[Collected data entries]
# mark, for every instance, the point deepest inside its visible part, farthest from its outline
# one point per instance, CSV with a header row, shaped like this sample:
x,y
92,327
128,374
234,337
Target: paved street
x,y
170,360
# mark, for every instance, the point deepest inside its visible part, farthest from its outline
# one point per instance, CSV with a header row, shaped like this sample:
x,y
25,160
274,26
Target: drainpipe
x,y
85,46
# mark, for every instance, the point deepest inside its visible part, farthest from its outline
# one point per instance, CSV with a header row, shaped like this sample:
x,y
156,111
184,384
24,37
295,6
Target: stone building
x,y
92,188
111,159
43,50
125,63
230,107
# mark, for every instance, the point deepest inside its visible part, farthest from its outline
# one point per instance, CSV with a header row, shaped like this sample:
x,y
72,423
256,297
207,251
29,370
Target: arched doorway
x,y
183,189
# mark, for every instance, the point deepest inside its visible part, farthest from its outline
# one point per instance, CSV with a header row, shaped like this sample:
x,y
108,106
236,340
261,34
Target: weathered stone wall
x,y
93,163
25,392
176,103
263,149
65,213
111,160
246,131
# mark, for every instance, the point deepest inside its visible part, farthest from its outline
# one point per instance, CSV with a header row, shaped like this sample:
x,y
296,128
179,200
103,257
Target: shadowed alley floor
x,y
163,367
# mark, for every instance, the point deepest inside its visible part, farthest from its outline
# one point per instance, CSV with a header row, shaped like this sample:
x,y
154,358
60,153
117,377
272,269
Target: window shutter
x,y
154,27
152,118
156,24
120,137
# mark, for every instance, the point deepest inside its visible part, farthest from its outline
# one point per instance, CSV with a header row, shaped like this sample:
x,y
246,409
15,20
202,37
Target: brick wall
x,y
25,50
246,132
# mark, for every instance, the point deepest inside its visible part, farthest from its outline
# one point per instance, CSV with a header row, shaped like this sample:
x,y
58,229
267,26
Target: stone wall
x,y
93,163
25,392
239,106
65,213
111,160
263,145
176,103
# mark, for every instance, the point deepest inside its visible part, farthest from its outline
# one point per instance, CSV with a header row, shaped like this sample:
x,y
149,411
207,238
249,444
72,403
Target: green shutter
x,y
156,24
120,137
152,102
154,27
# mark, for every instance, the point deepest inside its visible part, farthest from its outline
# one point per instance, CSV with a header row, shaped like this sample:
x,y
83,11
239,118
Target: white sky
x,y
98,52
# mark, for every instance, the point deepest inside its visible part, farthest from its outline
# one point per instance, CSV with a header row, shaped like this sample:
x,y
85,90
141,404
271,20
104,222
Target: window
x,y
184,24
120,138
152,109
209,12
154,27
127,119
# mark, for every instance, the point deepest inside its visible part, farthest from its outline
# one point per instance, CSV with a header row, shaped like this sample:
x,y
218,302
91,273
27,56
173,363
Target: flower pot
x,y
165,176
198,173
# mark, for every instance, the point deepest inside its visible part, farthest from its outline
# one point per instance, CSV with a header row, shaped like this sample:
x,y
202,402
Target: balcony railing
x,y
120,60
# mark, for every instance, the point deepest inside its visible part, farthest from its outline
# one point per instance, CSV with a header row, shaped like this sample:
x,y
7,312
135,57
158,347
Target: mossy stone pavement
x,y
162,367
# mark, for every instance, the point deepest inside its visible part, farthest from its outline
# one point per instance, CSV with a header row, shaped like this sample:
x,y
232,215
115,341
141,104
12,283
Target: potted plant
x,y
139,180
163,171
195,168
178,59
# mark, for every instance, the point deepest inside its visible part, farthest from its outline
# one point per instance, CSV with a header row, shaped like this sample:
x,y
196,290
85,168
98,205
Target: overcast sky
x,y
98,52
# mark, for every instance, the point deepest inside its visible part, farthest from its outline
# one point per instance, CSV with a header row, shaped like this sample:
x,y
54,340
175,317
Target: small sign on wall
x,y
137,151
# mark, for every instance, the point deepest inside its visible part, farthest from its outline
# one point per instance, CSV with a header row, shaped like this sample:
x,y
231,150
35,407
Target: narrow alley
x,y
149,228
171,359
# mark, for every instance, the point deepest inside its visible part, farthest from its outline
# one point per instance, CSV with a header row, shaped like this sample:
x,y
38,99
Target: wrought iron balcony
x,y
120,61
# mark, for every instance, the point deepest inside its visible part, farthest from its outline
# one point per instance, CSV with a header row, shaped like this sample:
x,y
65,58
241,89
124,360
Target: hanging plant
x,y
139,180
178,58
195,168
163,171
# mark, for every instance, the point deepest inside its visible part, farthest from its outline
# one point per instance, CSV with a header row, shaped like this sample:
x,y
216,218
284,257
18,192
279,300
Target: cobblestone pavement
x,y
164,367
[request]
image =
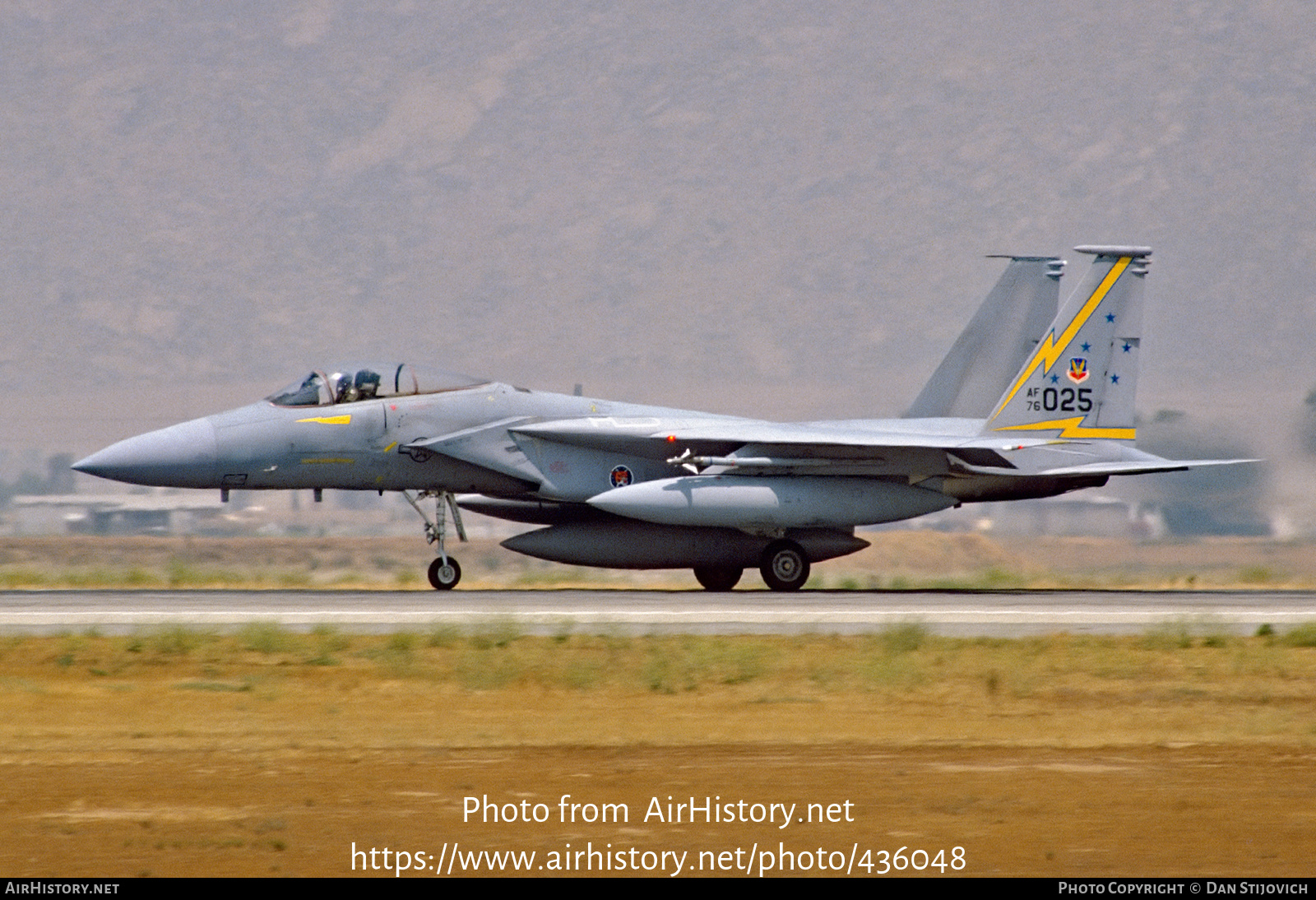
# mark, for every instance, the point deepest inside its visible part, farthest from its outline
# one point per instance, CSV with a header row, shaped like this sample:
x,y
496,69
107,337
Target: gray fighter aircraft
x,y
1004,417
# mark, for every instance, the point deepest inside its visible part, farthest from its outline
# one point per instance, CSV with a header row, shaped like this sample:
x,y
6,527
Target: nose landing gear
x,y
444,573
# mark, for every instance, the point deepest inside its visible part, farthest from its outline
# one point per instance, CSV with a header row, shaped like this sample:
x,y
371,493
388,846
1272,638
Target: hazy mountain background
x,y
765,208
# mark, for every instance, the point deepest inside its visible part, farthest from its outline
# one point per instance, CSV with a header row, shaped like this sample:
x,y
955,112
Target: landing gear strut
x,y
444,573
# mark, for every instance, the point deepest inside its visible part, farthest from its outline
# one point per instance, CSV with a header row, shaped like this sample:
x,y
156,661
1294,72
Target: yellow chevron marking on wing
x,y
329,420
1052,348
1069,428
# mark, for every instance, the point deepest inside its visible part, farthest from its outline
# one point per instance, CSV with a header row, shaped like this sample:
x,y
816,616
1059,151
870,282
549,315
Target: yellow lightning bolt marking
x,y
329,420
1052,348
1069,428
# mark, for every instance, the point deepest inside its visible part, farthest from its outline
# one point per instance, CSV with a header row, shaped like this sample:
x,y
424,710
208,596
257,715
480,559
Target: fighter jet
x,y
1017,411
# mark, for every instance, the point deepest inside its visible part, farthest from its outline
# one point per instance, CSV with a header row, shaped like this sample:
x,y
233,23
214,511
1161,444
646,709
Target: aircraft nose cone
x,y
181,456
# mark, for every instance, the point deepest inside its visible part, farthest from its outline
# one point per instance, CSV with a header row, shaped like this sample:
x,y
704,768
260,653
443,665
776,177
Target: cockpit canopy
x,y
353,383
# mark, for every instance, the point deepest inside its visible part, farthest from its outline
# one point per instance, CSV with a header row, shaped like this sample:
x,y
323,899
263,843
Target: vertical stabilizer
x,y
995,344
1079,381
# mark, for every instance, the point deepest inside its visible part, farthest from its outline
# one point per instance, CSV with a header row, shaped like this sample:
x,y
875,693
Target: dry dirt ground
x,y
171,754
1013,811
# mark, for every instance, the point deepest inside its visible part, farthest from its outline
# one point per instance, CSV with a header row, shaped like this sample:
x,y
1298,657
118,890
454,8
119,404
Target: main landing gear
x,y
444,573
783,564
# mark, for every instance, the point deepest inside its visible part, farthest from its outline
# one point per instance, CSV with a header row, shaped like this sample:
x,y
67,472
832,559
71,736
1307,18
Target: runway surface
x,y
964,614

**Problem statement**
When you copy the data, keep every line exact and leave out each picture.

**Solution to this task**
# mark, for every instance, the point deepest inside its visible part, farthest from its outline
# one point per instance, CSV with a header row, shaped like this sample:
x,y
92,327
128,374
234,337
Target: paved street
x,y
170,360
# mark, for every instance, the point deepest inside its visible part, farthest from its outline
# one point per instance, CSV with a header row, shaped like this sample:
x,y
25,160
274,26
Target: drainpipe
x,y
85,46
# mark, for every instance, the point deepest inside its visible part, farthest from its outline
# one point per instance, CSV with a header row, shaped like this sample:
x,y
156,111
184,384
24,37
295,6
Target: stone building
x,y
92,188
111,159
43,50
125,63
230,107
# mark, for every instance, the point deepest inside its visible part, farthest from its outline
# one point per instance, CSV with a header row, shaped like this sample:
x,y
72,423
256,297
207,251
29,370
Target: arched doorway
x,y
183,189
# mark, for every instance, the point deepest inside its visible part, farthest from its outline
# one point per instance, CSV with a header row, shaped like this sample:
x,y
108,106
236,340
261,34
Target: weathered stone wall
x,y
93,163
25,392
176,103
263,149
65,213
111,160
246,131
# mark, for every instance, the point deepest inside its visible part, farthest from its outline
# one point per instance, CSV with a header row, shaped like this sample:
x,y
296,128
179,200
103,257
Target: shadowed alley floor
x,y
163,367
# mark, for every instance, the point deepest inside its visible part, farthest from its outline
# one point per instance, CSV with a header row, shaped like this sample:
x,y
154,358
60,153
117,377
272,269
Target: window shutter
x,y
154,27
152,118
156,24
120,137
# mark, for every instance, the point deepest inside its visible part, farthest from its outline
# one point per instance, CSV with a header row, shaped like this sample:
x,y
246,409
15,20
202,37
Target: brick wall
x,y
25,50
246,132
# mark, for every instance, the point deepest inside its visible part, farthest from its outline
# one point per instance, CSV with a header row, shaped like this sample:
x,y
58,229
267,26
Target: stone wall
x,y
93,163
25,392
239,106
65,213
111,160
263,145
176,103
# mark, for every instance, the point deepest inside its visible part, farthest from its outline
# one point per instance, CSV with a header row, shaped like this sample:
x,y
149,411
207,238
249,444
72,403
Target: green shutter
x,y
156,24
120,137
152,102
154,27
# mark, for every instance, the point deepest inside its visible part, farthest from its outline
# one point per instance, CSV with a header row, shaped like this sample:
x,y
83,11
239,118
Target: white sky
x,y
98,52
# mark, for every instance, the point deepest inside its visible part, farthest from its outline
# one point per instance, CSV with a header row, shaped like this sample:
x,y
85,90
141,404
271,20
104,222
Target: window
x,y
184,24
120,138
152,109
209,12
154,27
127,119
# mark, for every instance, the point deepest inside its visible part, farthest from its outline
# one point per instance, CSV with a header row, shaped like this sample:
x,y
218,302
91,273
27,56
173,363
Target: flower pot
x,y
165,176
198,173
# mark, for every instance, the point deepest inside its visible part, farthest from its outline
# one point per instance, CSV with a header row, shaped like this sample:
x,y
202,402
Target: balcony railing
x,y
120,60
# mark, for every instance, the point deepest inside its visible part, farthest from its outline
# one point per instance, CSV with a header row, shaped like this sample:
x,y
7,312
135,57
158,347
Target: mossy stone pavement
x,y
162,367
# mark, for every instance, the point deepest inside its visible part, farthest from its outline
# one point per instance, CSV with a header row, shaped like this sample:
x,y
232,215
115,341
141,104
12,283
Target: potted plant
x,y
139,180
163,171
195,168
178,59
# mark, for every instance, the point deepest inside its visible part, farthest from its outline
# one point per instance, CSV with a header row, shaped like this sample:
x,y
196,290
85,168
98,205
Target: overcast sky
x,y
98,52
# mark, for every instance, the point deepest inside its visible part, farthest from its outline
# one point per instance, CSV with a header row, shaped like this sample:
x,y
54,340
175,317
Target: small sign on wall
x,y
137,151
# mark, for every instance, the point deepest inside its visible part, farthest from its outline
# one point per instance, CSV with a header row, shaped like this sample:
x,y
231,150
35,407
Target: narrow alley
x,y
149,228
171,359
# mark, for every instance, the point deepest inside its visible part, farthest from its outline
# one point per instance, CSV with a header row, shaped like this sample:
x,y
38,99
Target: wrought iron balcony
x,y
120,61
# mark, for every instance, the point deepest inside its visible part, farthest from its outline
# one point per instance, CSV with a header row, shaped like this sample:
x,y
65,58
241,89
124,360
Target: hanging plant
x,y
139,180
178,58
195,168
163,171
# mark, for every instance, the point deepest inside its visible part, farthest from its outline
# one point per instance, CSV with a header row, shaped like this sample:
x,y
216,218
284,257
18,192
279,300
Target: cobblestone pavement
x,y
164,367
[request]
image =
# mark, for every instance, the point deepest inside its visible part, farthest from its outline
# one point per instance, CSV with a header row, shaped like this sample:
x,y
496,69
107,337
Target: gray fighter aircraft
x,y
1004,417
# mark, for every instance, the point deepest inside its visible part, farthest from its outline
# one point per instance, CSV with a header row, shaped like this sample:
x,y
6,527
Target: nose landing gear
x,y
444,573
# mark, for every instance, the point deepest inside its visible part, farthest from its outline
# one point per instance, CSV with a header row, shaped like this sample:
x,y
371,493
388,846
1272,638
Target: hazy mountain background
x,y
765,208
# mark, for every instance, the point deepest inside its visible part, farthest from its outline
# one point per instance, CSV with a header row, shaped like this sample:
x,y
955,112
Target: landing gear strut
x,y
444,573
# mark, for every instance, the point deepest inside its visible part, farthest from its outline
# one point per instance, CSV with a header row, shaped like this sample:
x,y
156,661
1294,72
Target: yellow chevron marking on wing
x,y
329,420
1052,348
1069,428
# mark, for every instance, the point deepest inside its visible part, farthest from its outline
# one point per instance, CSV with a header row, shaped like this sample:
x,y
816,616
1059,151
870,282
549,315
Target: yellow lightning bolt marking
x,y
329,420
1052,348
1069,428
# mark, for every instance, the point deepest inside its visible part, farthest from its outline
# one point per instance, CSV with a header row, shaped like this sample:
x,y
424,710
208,596
257,715
480,559
Target: fighter jet
x,y
1017,411
# mark, for every instance, the point deepest inside its visible part, farthest from its outline
# one point per instance, CSV with a header row, shaped like this sample:
x,y
233,23
214,511
1161,444
646,709
Target: aircraft nose cone
x,y
181,456
# mark, for every instance, the point deepest inside its visible part, farthest from its outline
# one point per instance, CSV with a header row, shaped like this sample:
x,y
704,768
260,653
443,665
776,177
Target: cockpit canopy
x,y
353,383
# mark, for every instance, the point deepest inside its visible part, farthest from its outline
# one point per instance, CSV with a header row, shaped like this sample:
x,y
323,899
263,843
Target: vertical stabilizer
x,y
995,344
1079,381
# mark, for every instance, the point deepest inside its visible part, farthest from its outline
# one point per instance, CSV with a header row, shaped like this sample:
x,y
875,693
Target: dry dirt ground
x,y
171,754
1013,811
# mark, for every instance, the point deepest inside its visible part, farthest from its outline
# one point per instance, CSV with a header row, shaped like this sample:
x,y
1298,657
118,890
454,8
119,404
Target: main landing gear
x,y
444,573
783,564
# mark, for every instance, the point deepest inside its visible part, farthest from its outline
# one point per instance, CSV with a header row, shaped like this sample:
x,y
67,472
832,559
71,736
1307,18
Target: runway surface
x,y
964,614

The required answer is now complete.